Information Start Marker
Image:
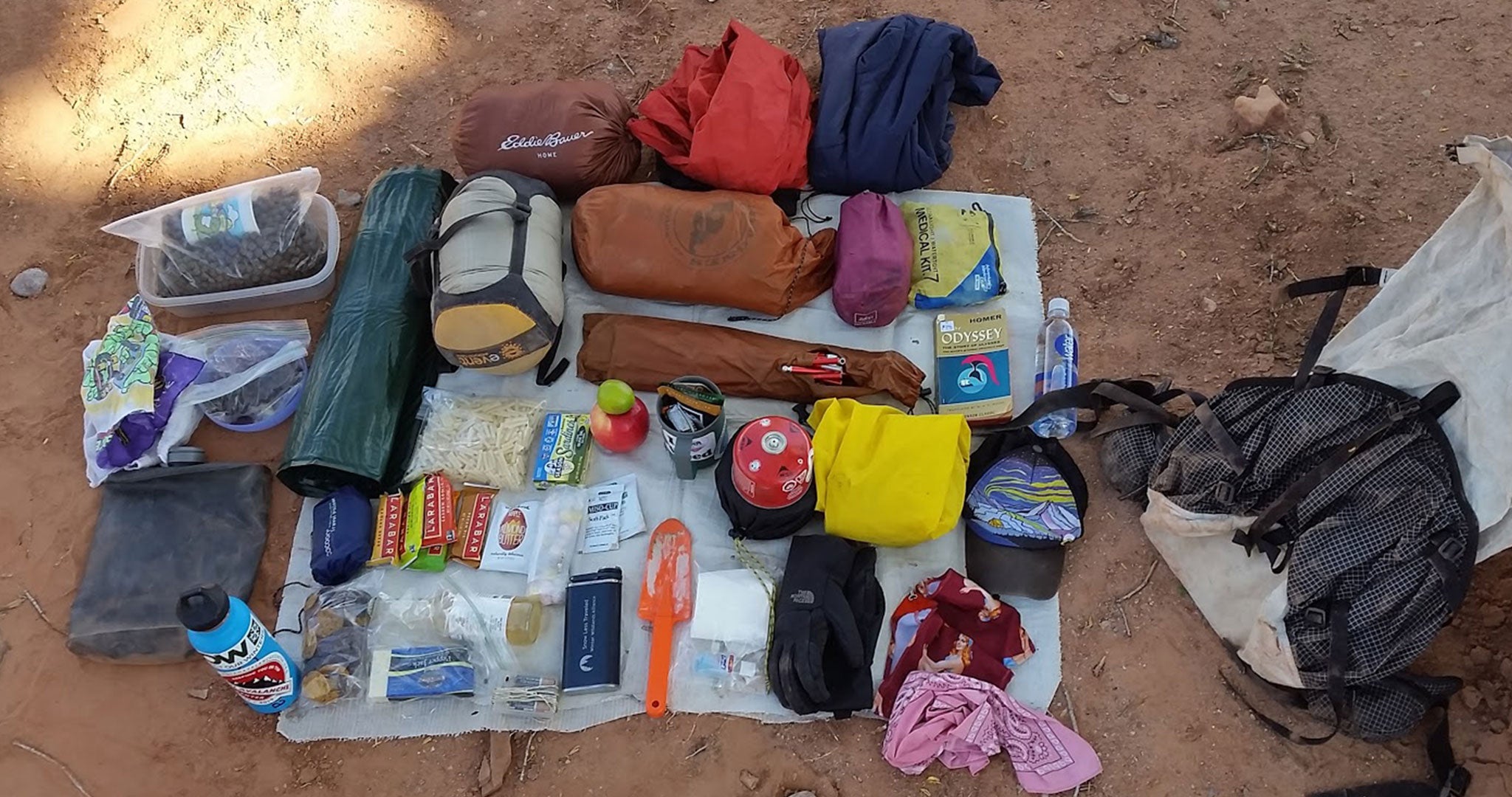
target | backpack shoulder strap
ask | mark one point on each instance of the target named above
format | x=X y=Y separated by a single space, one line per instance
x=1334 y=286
Information End Marker
Information Start Marker
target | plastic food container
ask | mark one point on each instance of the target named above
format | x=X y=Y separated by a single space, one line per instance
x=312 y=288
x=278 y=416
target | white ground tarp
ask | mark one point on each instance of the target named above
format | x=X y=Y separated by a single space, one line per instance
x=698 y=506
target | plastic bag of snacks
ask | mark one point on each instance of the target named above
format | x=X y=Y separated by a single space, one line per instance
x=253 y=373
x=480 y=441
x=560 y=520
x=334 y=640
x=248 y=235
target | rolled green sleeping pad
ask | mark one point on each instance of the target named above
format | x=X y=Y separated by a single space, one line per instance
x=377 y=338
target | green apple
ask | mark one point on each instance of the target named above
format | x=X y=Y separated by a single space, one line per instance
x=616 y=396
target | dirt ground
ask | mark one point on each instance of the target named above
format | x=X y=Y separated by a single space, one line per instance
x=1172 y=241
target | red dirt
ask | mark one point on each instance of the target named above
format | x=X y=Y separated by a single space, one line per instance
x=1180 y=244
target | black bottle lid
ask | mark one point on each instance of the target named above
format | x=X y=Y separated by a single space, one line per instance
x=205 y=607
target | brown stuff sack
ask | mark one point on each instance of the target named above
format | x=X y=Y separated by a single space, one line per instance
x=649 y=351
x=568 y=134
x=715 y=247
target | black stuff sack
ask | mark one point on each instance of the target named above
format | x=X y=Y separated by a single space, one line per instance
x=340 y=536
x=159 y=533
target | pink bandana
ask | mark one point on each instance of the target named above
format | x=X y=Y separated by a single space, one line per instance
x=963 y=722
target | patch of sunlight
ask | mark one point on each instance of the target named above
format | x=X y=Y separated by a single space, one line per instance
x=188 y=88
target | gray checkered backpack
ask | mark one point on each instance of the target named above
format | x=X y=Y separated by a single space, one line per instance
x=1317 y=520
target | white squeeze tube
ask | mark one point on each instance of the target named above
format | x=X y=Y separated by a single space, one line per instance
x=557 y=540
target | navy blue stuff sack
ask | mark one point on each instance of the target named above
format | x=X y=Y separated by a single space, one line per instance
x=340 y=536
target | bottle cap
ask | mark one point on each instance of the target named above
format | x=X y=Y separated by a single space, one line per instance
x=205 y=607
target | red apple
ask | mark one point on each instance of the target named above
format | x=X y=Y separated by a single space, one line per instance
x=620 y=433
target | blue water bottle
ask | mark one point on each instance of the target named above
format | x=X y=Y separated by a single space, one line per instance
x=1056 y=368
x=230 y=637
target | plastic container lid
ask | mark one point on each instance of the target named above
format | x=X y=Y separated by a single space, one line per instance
Information End Marker
Information Start Marker
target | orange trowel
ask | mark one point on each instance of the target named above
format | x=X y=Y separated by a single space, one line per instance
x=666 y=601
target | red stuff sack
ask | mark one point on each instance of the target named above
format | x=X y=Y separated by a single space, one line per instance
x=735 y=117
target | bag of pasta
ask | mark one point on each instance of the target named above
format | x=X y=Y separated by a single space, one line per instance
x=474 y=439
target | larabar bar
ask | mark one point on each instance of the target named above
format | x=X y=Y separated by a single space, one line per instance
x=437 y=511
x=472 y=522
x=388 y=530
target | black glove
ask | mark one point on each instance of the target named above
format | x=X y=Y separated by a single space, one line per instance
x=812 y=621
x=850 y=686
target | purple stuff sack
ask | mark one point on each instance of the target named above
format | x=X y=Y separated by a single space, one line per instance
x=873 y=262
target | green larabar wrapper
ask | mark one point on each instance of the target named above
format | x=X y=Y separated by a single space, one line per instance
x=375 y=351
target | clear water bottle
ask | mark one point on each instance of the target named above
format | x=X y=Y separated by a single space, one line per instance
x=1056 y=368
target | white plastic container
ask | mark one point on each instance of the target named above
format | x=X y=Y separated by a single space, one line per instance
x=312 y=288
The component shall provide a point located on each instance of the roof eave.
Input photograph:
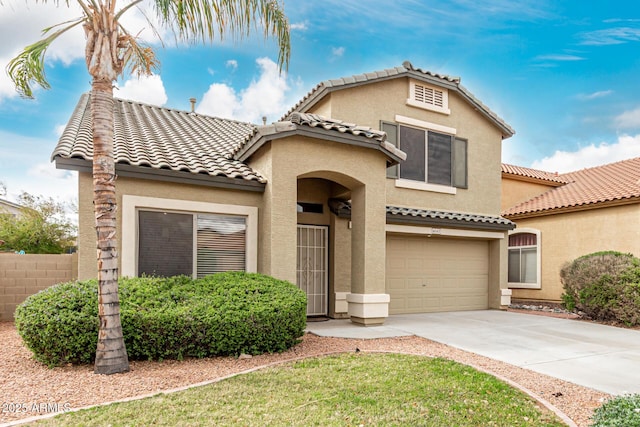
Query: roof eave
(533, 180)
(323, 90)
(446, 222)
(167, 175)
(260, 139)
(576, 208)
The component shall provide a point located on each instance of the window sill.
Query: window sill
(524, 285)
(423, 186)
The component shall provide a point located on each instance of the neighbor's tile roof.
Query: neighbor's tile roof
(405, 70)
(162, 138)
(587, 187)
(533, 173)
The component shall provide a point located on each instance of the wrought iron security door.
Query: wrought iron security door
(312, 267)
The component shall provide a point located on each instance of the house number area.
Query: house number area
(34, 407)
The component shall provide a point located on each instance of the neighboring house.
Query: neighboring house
Information End Marker
What to do: Only the number should be given: how many lines in the entries above contain the string "neighboring"?

Problem solution: 2